*Work instructions:*
Every record must be repeated precisely as it stands.

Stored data
----------

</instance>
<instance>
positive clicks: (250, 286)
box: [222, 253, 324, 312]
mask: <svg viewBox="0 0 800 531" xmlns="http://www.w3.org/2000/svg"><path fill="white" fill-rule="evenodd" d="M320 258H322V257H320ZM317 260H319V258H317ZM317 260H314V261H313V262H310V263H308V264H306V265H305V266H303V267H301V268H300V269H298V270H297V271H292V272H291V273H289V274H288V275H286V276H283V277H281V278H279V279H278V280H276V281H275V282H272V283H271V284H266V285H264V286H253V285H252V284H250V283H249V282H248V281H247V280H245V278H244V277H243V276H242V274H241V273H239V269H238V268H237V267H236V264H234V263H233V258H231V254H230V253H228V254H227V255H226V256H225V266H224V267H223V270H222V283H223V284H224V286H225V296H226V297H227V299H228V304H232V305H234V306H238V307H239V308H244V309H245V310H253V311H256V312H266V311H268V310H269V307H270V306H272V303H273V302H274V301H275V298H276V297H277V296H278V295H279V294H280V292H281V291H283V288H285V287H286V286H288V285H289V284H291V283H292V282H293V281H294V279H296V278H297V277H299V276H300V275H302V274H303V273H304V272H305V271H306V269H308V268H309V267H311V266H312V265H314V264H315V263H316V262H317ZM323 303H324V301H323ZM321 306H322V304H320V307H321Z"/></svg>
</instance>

----------

*Result for this task:*
</instance>
<instance>
positive clicks: (250, 286)
box: [222, 253, 324, 312]
mask: <svg viewBox="0 0 800 531" xmlns="http://www.w3.org/2000/svg"><path fill="white" fill-rule="evenodd" d="M320 258H322V257H320ZM317 260H319V258H317ZM317 260H314V261H313V262H310V263H308V264H306V265H305V266H303V267H301V268H300V269H298V270H297V271H292V272H291V273H289V274H288V275H286V276H283V277H281V278H279V279H278V280H276V281H275V282H272V283H271V284H266V285H264V286H253V285H252V284H250V283H249V282H248V281H247V280H245V278H244V277H243V276H242V274H241V273H239V269H238V268H237V267H236V264H234V263H233V258H231V254H230V253H228V254H227V255H226V256H225V266H224V267H223V270H222V283H223V284H224V286H225V296H226V297H227V299H228V304H232V305H234V306H238V307H239V308H244V309H245V310H253V311H256V312H266V311H268V310H269V307H270V306H272V303H273V302H274V301H275V298H276V297H277V296H278V295H279V294H280V292H281V291H283V288H285V287H286V286H288V285H289V284H291V283H292V282H293V281H294V279H296V278H297V277H299V276H300V275H302V274H303V273H304V272H305V271H306V269H308V268H309V267H311V266H312V265H314V264H315V263H316V262H317ZM323 303H324V301H323ZM321 306H322V304H320V307H321Z"/></svg>
</instance>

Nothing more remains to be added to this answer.